━━━━━ PAGE EXCERPT

On Tue, Jun 20, 2017 at 02:25:12PM +0000, Les Ginsberg (ginsberg) wrote:
> > Different protocols have different survivability requirements.  An IGP may
> > very well want sub-second timers, potentially for repair behaviors.  BGP may
> > want fast failover, but may be fine with second level granularity.  This is
> > particularly true since the cost of too aggressively flapping BGP is of
> > significantly greater impact to the network and the router.
> > 
> [Les:] The real issues here are false failures and proper use of dampening. No protocol - not even an IGP - wants to flap unnecessarily. If timers are set so aggressively that false failures are reported this is BAD.
> Even worse is failure to dampen so that we get multiple false failures in a short period of time.
> 
> Arguing that the right way to solve this problem is to increase the number of sessions using different timer granularity seems likely to make any problems worse as you have now increased the number of BFD sessions with the associated costs.

I'm mildly amused you seem to think I'm not considering the cost of
additional sessions in the scaling matrix. :-)

I do think you're conflating the survivability requirements vs. timer
granularity.  However, I agree that the most commonly deployed form is to go
for single session with the most stable aggressive timer.

━━━━━━━━━━
━━━━━ ROWS

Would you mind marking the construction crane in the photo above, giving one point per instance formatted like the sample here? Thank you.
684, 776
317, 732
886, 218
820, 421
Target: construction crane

━━━━━━━━━━

§ **PROBLEMS TO WORK ON**:
**A)** How would you put this sentence from the BFD timer discussion into Spanish: "No protocol - not even an IGP - wants to flap unnecessarily."
**B)** Can you carry the BFD timer discussion forward from its final sentence?

§ **RESULTS FOR THE EXERCISE**:
**A)** Ningún protocolo, ni siquiera un IGP, quiere oscilar innecesariamente.

**B)**
Again, the reason I raise this is there has been discussion regarding
behavior for different client timing requirements.  There are a few options
for how this is likely to play out in terms of BFD protocol implementation.
However, configuration and operational models tend to evolve much more
slowly.  (And I certainly don't need to tell you that.)  Thus, I'm prodding
at this space a bit to attempt to do some future proofing.

As we noted earlier in thread, this likely at least encourages configuration
to be multi-instanced, even if the session instantiation is not currently.
Key changes aren't something we can readily do, so getting that part right
early is necessary.

The likely impact on current IGP module BFD configuration may be a later
augmentation.  Thus, as long as the likely implications are understood,
there may be no further action needed at this time.  Determining that is
partially what this thread is attempting to shake out.